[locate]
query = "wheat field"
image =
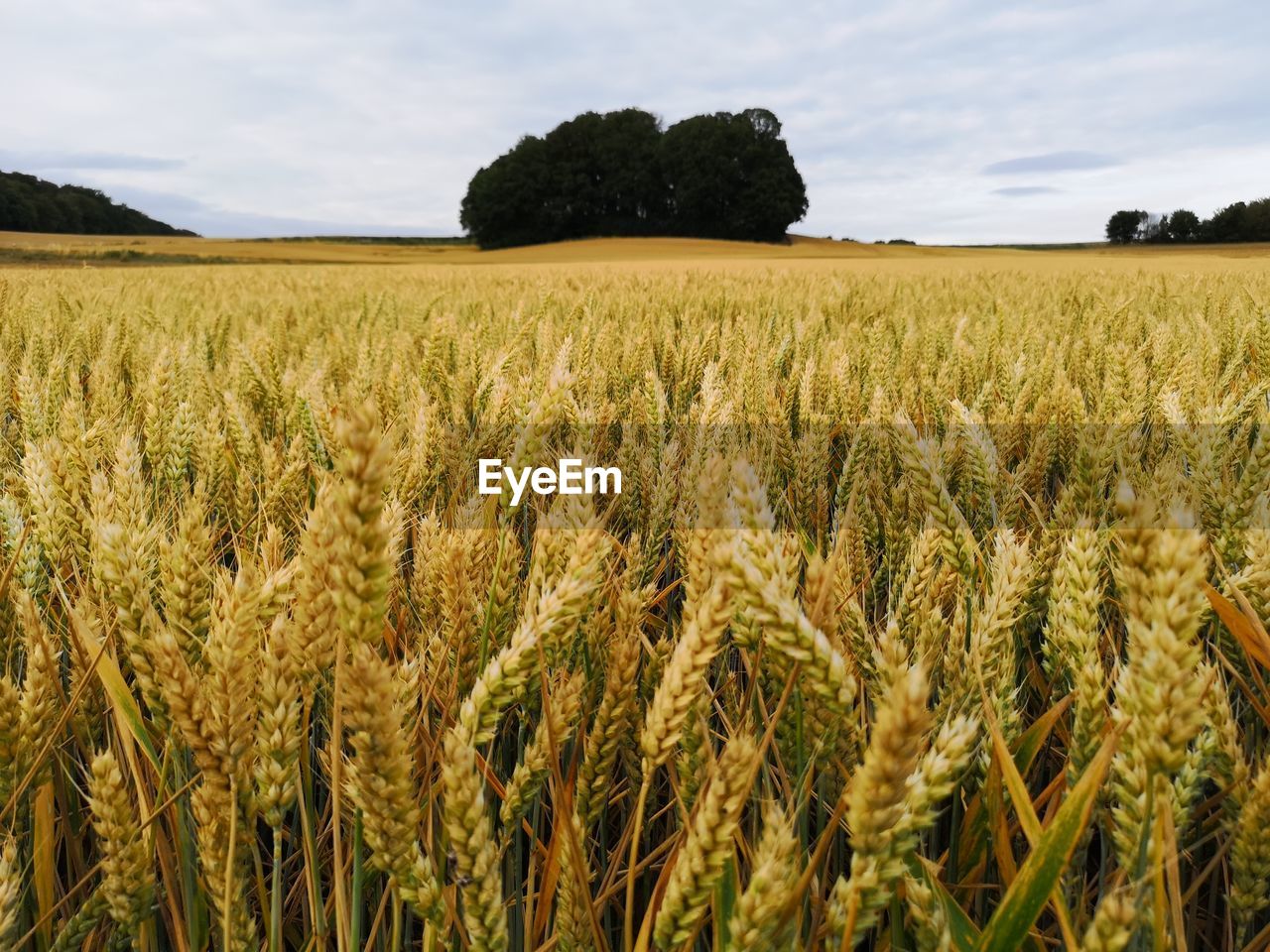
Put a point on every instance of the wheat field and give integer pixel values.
(930, 615)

━━━━━━━━━━━━━━━━━━━━━━━━━━━━━━

What this task involves ▸
Could you reproduce all of the data above exactly and skip any image?

Solution for this task ▸
[locate]
query = "wheat field"
image =
Put a point on every instance of the wheat field and give integer pixel values.
(930, 615)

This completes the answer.